Extracted records:
=== Section Start ===
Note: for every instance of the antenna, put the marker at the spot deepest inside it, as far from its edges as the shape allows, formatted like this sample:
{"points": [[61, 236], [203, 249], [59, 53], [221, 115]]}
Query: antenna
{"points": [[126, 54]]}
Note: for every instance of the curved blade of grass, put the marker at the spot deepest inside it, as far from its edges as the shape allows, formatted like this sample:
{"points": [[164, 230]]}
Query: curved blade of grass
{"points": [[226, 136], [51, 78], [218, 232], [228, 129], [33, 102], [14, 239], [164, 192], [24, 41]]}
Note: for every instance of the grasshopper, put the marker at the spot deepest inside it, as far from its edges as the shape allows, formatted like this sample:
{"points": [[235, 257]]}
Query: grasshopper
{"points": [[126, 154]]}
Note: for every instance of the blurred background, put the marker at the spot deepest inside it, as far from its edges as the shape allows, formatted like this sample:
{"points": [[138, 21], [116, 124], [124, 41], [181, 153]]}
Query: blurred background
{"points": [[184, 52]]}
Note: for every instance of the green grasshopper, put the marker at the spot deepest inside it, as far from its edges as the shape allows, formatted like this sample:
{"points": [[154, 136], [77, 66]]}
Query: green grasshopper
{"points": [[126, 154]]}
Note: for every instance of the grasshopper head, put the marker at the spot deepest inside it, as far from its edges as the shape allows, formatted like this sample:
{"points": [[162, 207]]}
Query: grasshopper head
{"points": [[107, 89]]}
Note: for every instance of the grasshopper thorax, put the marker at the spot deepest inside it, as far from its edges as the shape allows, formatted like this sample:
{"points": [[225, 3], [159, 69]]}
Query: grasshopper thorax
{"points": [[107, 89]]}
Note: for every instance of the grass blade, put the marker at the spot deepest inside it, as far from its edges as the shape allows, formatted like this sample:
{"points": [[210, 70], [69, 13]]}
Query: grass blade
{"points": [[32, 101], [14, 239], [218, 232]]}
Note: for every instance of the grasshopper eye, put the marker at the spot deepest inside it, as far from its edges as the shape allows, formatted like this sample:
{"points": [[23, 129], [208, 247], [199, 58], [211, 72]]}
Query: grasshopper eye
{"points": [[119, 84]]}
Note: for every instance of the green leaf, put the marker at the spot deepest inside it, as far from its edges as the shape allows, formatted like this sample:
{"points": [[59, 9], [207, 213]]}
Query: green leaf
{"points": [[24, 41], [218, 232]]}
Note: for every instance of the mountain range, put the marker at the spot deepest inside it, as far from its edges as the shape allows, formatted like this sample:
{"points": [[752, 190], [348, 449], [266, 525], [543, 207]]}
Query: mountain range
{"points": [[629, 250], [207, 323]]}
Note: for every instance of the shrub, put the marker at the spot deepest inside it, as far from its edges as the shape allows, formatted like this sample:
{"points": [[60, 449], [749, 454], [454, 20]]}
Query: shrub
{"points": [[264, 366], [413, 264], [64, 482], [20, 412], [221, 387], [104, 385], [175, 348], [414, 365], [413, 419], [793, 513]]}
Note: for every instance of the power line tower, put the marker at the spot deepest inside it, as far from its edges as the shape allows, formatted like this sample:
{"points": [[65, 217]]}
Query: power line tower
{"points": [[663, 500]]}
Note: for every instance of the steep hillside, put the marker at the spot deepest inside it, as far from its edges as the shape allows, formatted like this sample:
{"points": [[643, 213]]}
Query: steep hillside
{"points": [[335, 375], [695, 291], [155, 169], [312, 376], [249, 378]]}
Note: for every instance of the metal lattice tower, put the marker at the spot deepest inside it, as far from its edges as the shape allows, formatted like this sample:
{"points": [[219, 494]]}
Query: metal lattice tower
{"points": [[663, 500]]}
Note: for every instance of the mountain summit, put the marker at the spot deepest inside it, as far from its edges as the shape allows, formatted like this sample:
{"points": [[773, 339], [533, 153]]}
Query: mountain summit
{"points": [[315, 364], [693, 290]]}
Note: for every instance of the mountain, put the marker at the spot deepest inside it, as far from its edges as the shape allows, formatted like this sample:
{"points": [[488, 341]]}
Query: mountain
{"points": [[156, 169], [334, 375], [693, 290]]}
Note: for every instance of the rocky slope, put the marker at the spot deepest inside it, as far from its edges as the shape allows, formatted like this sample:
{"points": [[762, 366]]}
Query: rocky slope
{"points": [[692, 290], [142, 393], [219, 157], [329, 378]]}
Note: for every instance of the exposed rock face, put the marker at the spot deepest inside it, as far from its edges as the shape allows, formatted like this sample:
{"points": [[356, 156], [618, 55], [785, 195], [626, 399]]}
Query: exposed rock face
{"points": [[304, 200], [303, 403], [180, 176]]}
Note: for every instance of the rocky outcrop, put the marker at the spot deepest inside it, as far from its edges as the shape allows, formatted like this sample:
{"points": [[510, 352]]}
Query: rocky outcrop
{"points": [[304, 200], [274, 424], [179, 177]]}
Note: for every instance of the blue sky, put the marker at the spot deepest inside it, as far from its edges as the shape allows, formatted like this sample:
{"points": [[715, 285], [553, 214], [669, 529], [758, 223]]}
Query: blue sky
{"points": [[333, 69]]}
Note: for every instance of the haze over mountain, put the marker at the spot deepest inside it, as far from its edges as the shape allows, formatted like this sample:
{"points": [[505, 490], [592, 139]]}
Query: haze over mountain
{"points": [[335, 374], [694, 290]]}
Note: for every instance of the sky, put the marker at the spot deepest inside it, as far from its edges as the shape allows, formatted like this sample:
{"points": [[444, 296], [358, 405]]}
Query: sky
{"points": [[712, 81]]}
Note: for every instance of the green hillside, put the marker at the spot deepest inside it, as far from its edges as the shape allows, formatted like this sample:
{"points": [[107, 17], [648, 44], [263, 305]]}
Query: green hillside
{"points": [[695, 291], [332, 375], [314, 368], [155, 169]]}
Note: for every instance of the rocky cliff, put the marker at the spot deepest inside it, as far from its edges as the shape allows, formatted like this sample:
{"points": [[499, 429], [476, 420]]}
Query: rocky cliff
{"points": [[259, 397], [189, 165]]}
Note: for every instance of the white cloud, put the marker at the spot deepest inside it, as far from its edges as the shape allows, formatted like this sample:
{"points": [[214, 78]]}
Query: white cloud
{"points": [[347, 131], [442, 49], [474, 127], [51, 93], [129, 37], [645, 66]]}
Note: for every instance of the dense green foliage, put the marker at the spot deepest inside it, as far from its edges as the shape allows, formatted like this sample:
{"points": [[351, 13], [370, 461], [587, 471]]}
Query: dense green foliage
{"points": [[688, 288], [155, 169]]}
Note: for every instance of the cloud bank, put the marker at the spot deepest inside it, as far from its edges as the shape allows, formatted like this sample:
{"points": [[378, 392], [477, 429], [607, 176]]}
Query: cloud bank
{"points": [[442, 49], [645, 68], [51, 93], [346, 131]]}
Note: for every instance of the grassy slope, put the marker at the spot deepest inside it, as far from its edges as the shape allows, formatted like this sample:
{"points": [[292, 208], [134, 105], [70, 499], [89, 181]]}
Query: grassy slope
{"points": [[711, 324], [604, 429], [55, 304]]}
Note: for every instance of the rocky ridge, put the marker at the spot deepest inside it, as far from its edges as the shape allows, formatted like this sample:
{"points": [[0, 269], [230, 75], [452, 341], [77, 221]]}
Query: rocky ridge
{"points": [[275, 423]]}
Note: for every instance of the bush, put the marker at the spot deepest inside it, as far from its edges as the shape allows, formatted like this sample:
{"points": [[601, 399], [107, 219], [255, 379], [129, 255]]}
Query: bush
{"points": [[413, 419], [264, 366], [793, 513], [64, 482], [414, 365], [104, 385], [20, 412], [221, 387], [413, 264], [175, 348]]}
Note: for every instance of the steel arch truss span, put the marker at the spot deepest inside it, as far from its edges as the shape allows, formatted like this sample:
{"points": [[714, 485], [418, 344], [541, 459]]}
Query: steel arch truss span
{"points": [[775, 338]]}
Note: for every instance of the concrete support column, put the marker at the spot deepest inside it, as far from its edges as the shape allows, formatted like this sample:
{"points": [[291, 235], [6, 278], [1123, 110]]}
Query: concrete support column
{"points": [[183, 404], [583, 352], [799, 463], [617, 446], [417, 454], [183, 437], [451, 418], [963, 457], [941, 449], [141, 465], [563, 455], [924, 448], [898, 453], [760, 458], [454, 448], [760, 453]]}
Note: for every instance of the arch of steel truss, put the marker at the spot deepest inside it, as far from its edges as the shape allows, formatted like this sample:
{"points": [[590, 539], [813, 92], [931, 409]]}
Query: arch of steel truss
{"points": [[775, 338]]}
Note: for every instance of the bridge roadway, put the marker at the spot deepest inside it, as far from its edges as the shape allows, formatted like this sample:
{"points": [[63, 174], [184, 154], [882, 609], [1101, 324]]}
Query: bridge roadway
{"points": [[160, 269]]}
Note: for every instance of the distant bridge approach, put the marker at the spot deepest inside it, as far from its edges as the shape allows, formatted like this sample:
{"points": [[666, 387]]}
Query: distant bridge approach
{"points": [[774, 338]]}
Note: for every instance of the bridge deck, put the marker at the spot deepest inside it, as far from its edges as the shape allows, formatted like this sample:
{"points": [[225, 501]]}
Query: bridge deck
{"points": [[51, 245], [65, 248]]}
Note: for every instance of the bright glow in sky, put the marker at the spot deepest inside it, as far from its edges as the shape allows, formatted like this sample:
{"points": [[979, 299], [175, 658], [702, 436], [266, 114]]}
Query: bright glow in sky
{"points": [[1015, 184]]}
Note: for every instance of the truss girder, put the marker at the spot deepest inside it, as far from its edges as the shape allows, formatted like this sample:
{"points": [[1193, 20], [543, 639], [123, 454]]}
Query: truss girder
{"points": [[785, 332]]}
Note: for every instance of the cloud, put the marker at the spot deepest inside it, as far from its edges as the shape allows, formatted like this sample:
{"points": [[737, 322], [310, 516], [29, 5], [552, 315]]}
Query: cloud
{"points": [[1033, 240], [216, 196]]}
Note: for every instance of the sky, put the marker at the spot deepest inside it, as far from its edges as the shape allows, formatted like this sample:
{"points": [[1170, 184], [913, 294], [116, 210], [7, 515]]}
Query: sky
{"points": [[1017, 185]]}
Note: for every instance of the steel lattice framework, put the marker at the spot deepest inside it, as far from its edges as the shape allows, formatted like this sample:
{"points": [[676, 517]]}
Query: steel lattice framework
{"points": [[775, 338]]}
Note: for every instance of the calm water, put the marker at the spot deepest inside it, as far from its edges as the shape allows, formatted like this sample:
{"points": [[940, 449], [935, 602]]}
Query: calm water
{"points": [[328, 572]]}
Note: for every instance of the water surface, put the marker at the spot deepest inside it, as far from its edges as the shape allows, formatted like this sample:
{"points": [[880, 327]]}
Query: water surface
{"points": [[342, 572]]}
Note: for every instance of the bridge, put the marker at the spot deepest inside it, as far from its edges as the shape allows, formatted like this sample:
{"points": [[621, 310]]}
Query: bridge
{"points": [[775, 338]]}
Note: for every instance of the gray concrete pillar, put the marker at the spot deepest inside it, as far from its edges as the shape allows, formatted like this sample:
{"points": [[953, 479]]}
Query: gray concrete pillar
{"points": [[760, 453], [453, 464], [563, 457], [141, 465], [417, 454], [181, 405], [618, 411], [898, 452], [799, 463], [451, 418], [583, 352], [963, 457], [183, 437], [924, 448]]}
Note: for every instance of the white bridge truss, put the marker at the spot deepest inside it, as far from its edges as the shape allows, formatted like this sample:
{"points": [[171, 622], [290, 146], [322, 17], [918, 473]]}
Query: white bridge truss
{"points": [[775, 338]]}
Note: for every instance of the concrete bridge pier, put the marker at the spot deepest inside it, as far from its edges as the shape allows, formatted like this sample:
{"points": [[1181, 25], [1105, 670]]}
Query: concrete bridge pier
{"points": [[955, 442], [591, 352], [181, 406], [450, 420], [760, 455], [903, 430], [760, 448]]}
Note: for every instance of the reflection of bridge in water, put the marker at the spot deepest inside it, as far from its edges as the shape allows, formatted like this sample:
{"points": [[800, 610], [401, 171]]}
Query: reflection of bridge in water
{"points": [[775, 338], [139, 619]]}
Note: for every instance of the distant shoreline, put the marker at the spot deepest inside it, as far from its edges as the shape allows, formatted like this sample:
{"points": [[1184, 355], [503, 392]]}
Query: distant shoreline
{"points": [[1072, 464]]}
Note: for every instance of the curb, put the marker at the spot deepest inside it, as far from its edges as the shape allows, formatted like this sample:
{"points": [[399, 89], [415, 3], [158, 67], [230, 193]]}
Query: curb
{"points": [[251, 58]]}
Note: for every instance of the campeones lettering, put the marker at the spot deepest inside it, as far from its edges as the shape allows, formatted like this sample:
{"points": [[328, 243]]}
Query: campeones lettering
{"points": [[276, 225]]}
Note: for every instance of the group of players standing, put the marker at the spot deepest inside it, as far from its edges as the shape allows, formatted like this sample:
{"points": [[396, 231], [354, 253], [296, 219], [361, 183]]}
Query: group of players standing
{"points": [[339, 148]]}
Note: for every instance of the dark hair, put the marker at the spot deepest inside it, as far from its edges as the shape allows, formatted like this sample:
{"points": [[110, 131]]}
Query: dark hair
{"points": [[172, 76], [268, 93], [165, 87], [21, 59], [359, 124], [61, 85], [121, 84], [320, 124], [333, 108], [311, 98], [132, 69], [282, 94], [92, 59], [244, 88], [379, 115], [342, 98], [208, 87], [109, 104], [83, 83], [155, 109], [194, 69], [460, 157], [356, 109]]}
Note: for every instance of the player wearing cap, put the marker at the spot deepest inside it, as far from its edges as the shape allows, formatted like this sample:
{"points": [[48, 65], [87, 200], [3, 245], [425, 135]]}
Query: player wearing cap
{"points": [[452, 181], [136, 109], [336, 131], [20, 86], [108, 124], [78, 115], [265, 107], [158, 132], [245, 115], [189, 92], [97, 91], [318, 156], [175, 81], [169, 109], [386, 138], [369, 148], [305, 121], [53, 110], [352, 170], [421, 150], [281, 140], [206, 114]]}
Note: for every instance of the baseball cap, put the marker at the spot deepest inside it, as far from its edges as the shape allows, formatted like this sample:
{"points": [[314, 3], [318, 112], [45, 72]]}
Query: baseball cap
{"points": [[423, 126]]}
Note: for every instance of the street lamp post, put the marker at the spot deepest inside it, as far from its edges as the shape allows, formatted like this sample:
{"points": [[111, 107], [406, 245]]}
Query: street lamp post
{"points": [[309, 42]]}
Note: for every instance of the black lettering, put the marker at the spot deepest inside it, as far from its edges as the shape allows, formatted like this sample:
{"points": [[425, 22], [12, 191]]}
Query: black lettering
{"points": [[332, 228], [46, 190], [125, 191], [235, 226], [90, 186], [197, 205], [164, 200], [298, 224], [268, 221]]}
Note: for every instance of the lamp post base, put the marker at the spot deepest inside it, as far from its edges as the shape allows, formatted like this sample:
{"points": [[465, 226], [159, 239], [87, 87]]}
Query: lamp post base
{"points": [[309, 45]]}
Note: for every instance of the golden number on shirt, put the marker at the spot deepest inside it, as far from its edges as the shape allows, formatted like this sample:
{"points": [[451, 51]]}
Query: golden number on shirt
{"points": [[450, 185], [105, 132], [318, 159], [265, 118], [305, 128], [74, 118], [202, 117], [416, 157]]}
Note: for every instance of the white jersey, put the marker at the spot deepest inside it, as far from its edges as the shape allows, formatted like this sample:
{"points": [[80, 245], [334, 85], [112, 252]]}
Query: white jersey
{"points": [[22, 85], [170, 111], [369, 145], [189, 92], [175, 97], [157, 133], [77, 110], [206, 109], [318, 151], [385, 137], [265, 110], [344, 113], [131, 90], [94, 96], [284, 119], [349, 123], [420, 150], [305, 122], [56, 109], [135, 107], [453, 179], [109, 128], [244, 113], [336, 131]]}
=== Section End ===
Task: Return exactly the lines above from the line that has "Query: shrub" through the line that has "Note: for every instance of the rocky outcrop, put", inclusive, and nothing else.

Task output:
Query: shrub
{"points": [[264, 366], [413, 264], [64, 482], [20, 412], [221, 387], [104, 385], [175, 348], [414, 365], [413, 419], [793, 513]]}
Note: for every instance of the power line tower, put the marker at the spot deepest inside it, as far from its edges as the shape allows, formatted like this sample:
{"points": [[65, 217]]}
Query: power line tower
{"points": [[663, 500]]}
Note: for every instance of the steep hillside, put the marker at the spot deepest inside it, as far from its edges as the shape allows, formatted like this sample:
{"points": [[643, 213]]}
Query: steep hillside
{"points": [[335, 375], [695, 291], [155, 169], [312, 376], [249, 378]]}
Note: for every instance of the metal lattice tower, put the marker at the spot deepest inside it, as far from its edges as the shape allows, formatted like this sample:
{"points": [[219, 494]]}
Query: metal lattice tower
{"points": [[663, 500]]}
Note: for every instance of the mountain summit, put the marker at the spot deepest inside it, as far from its edges as the shape allows, formatted like this sample:
{"points": [[773, 339], [533, 153]]}
Query: mountain summit
{"points": [[315, 364], [693, 290]]}
Note: for every instance of the mountain, put the marker at the spot deepest inside it, as far from its edges as the shape allows, formatted like this sample:
{"points": [[488, 341]]}
Query: mountain
{"points": [[156, 169], [334, 375], [693, 290]]}
Note: for every instance of the rocky slope, put the marker at the spot deepest inside it, as far from its edges as the shape allows, formatted like this sample:
{"points": [[762, 366]]}
Query: rocky slope
{"points": [[692, 290], [142, 393], [219, 157], [329, 378]]}
Note: for every instance of the exposed rock face, put the marker at the spot deepest inside it, as far from its edges as the shape allows, formatted like this sample:
{"points": [[356, 156], [618, 55], [785, 195], [626, 399]]}
Query: exposed rock face
{"points": [[304, 200], [303, 403], [180, 176]]}
Note: for every instance of the rocky outcrop, put the marker at the spot deepest inside it, as far from its edges as the shape allows, formatted like this sample:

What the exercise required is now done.